» Task to carry out: In the entries that follow, find the line containing "Target: hiker walking on trail"; from there, copy every line exactly through the line containing "Target: mountain ridge".

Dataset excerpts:

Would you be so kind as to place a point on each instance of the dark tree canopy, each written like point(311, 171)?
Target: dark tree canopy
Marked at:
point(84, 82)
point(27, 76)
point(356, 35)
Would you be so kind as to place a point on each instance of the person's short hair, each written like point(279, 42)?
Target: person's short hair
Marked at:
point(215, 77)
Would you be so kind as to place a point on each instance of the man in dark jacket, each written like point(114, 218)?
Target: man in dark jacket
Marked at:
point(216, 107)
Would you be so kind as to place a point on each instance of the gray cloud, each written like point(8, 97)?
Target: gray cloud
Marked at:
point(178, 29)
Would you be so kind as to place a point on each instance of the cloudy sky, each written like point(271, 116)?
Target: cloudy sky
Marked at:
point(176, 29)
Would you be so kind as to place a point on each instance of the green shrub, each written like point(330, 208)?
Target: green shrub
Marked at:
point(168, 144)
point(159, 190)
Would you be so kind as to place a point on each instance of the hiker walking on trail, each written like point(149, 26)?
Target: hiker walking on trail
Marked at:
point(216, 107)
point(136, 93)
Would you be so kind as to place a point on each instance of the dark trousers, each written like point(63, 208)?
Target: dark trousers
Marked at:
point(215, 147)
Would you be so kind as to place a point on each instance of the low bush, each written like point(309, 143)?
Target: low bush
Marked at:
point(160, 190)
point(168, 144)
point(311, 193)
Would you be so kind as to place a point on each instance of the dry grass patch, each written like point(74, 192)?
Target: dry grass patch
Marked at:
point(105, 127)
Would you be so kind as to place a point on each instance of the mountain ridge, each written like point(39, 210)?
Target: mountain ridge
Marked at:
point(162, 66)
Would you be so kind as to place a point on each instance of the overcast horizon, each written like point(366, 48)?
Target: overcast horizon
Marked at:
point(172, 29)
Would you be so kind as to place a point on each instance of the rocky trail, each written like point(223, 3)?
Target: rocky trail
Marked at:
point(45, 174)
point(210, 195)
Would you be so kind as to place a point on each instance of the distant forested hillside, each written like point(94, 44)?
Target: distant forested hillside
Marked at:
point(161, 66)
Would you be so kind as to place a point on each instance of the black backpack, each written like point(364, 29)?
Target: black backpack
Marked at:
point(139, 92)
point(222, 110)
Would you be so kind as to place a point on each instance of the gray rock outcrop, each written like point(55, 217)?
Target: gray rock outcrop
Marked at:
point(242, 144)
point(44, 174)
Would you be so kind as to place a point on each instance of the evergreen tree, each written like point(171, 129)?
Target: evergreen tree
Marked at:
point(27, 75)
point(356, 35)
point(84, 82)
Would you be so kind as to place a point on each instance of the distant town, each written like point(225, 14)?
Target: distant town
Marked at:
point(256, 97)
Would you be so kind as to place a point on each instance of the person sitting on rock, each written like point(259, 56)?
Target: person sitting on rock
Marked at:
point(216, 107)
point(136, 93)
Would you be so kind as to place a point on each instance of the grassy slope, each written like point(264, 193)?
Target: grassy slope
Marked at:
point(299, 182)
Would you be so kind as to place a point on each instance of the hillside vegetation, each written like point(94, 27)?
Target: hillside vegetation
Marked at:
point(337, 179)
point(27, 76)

» Reply to the exercise:
Target: hiker walking on trail
Marked at:
point(216, 107)
point(136, 93)
Would you be so kind as to place a point on each instance of the dark trousers, each written like point(63, 208)?
Target: dark trousers
Marked at:
point(215, 147)
Would you be so kind as to place a point on each instance of the low bush, each written like point(309, 143)?
Target: low bush
Marked at:
point(160, 190)
point(168, 144)
point(311, 193)
Would you be so kind as to place a point on each instance of the dry grass patch, each written like point(74, 192)?
Target: dry grass patch
Marked at:
point(105, 127)
Would you be so kind as to place a point on each instance of the mountain ridge, each written like point(39, 210)?
Target: mountain ridge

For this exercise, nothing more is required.